EXTRACT TO READ =>
------------------------------------
Data Cleaning Series: A Guide to Data Cleaning

By Ashmika Gouchwal & Himanshi Sharma

Data cleaning is about understanding the data at hand as well as the expanse of the study under consideration. Data cleaning is a simple exercise when done using proper methods and planning. It is vital to start from the basics and build your way up.

 

Things to Remember

 

The first and foremost thing to keep in mind when working with multiple datasets or multiple copies of the same dataset is the name assignment on files. It is easy to get swamped by the sea of complicated and huge master databases. The approach that we follow is to note down not only the date of creation of the file but also the number of data points contained in it. This is especially useful in case the data needs to be split up for any reason. For more clarity, save your files in dated folders to keep track of your daily work.

 

It is also imperative to keep a tab on the number of observations in the database. Hence a rule of thumb to be followed when dealing with data is that count is of utmost importance! (Also always subtract 1 (for the first row with variable names) from the count of observations in a single column generated in excel, unless you want to spend 20 minutes trying to find the missing data!)

 

Every beginner in the world of data cleaning wonders what tool would be the best for data cleaning. From experience, we realised that Stata, R, and Excel are capable of performing the basic checks discussed in this article. Ultimately, the choice of the tool depends on how comfortable you are with it and how accessible it is. 

 

The aforementioned points should be kept in mind while dealing with any kind of data and can make the data cleaning exercise more efficient and straightforward.
------------------------------------
DIRECTION A => Pick out every line of the records that contains the word "nose", treating uppercase and lowercase as different.
The data cleaning guide and the records have nothing to do with each other.

ROWS =>
------------------------------------
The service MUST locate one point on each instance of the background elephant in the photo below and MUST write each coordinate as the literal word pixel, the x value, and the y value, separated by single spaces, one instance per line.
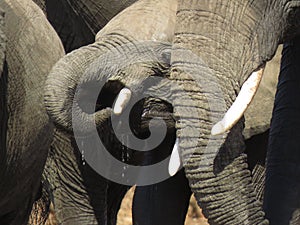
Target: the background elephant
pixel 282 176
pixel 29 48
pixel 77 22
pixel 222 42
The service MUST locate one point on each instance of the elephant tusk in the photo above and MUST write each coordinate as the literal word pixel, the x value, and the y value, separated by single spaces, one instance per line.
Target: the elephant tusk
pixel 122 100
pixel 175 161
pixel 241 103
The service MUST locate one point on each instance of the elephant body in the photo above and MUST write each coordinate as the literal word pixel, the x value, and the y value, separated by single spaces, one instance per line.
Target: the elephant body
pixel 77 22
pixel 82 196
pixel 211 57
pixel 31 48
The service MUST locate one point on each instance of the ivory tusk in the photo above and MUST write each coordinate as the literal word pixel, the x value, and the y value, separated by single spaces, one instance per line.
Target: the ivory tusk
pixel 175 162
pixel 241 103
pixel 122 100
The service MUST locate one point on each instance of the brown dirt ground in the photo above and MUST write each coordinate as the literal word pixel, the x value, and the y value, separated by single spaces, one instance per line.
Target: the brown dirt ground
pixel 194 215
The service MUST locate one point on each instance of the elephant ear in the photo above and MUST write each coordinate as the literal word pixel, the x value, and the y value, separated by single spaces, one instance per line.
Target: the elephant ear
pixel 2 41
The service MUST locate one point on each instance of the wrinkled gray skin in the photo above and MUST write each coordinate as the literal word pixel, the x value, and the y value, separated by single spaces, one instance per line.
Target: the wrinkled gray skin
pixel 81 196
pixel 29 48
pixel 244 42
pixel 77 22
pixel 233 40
------------------------------------
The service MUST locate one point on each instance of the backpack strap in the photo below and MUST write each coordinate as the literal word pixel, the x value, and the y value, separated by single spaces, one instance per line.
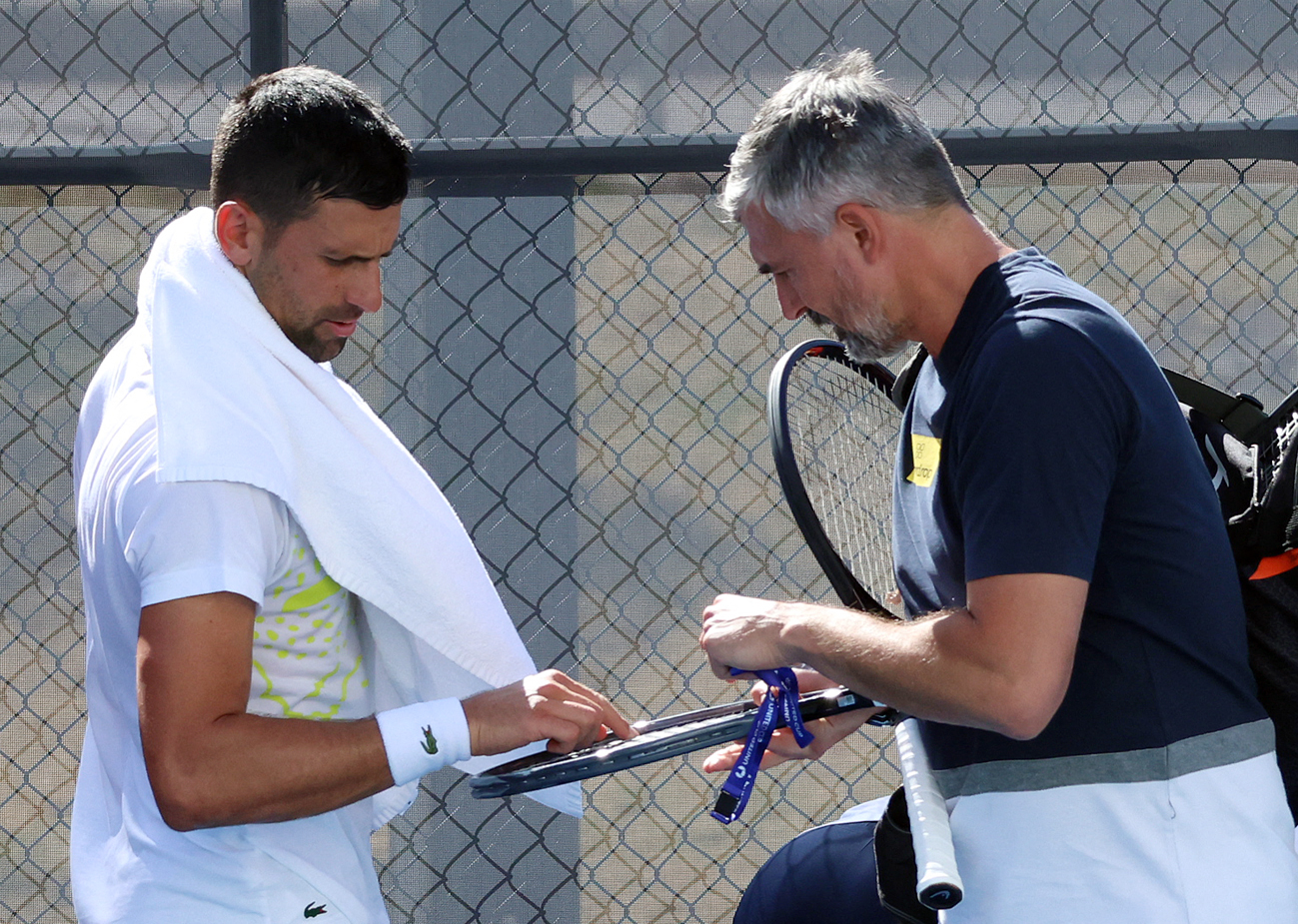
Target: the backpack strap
------------------------------------
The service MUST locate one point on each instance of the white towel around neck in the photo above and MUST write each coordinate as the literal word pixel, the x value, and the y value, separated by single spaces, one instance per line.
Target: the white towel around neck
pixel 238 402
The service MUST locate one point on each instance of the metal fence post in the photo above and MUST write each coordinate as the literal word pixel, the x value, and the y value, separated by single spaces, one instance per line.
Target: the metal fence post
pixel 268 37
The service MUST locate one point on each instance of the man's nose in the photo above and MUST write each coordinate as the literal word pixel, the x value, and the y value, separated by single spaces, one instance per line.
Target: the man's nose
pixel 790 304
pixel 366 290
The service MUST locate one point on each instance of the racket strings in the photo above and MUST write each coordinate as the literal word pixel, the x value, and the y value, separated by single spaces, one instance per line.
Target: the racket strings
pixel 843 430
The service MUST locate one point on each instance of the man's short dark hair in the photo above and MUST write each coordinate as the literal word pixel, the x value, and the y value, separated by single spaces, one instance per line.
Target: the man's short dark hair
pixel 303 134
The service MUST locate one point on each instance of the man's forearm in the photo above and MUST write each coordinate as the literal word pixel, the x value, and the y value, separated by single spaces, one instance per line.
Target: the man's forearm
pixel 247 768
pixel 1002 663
------------------------------------
DIRECTION B => Continue the data cleaning guide after its final sentence.

OUTPUT A =>
The service MUST locate one point on each instance of the man's nose in the photo above and MUST write each coordinate as the literal word pixel, the x value, and the y value, separated by single spaces, one instance per line.
Target: the man's nose

OUTPUT B =>
 

Things to look out for 

 

Almost all primary datasets have a unique identifier attached to each observation. This can either be a unique ID or the name of the respondent or another related variable. These are key variables for the examination and analysis of the data since the information that we want to understand is contained at the unit data level. However, duplicity is an issue faced when dealing with household level data. The duplication signifies either multiple visits to the same household or input of the wrong ID for different households. 

 

A two-step approach should be followed to make corrections for duplicates: 

 

Step 1: Identification 

We need to first identify the duplicate values in the database. The unique identifier is the key variable to be used for this purpose. Finding duplicates of numeric or alpha-numeric IDs can be done using simple commands on STATA (the duplicates command) or in Excel (highlight duplicates function). It is possible that a revisit has been made to the same household due to lack of availability on the first visit (a consent no will be recorded for such a survey). In this case, this input is not a duplicate and may be controlled for during the analysis. 

 

Using the respondent name as an identifier comes with some caveats. An obvious issue is that two or more people can have the same name. In this case, the survey entries should be compared to ascertain if duplicate values have been recorded or not. It is advisable to compare more than one variable to check for duplicity. Key variables to be compared are personal details like address, age, education level, marital status, and so on that are furnished by the respondent. 

 

Step 2: Rectification 

 

Having identified the duplicate values in the database, a decision needs to be taken to keep one of the multiple recordings. Complete surveys containing information about the vital parameters for the study should always have precedence over the alternative entries or incomplete entries.

 

After completing the aforementioned steps, the new dataset will contain unique observations, and any further cleaning of the database has to be carried out after removing the duplicate values.

 

An efficient way to study the dataset is to observe it column-wise. It is imperative to have knowledge of which question of the survey tool the variable represents, and any relevant validity constraints.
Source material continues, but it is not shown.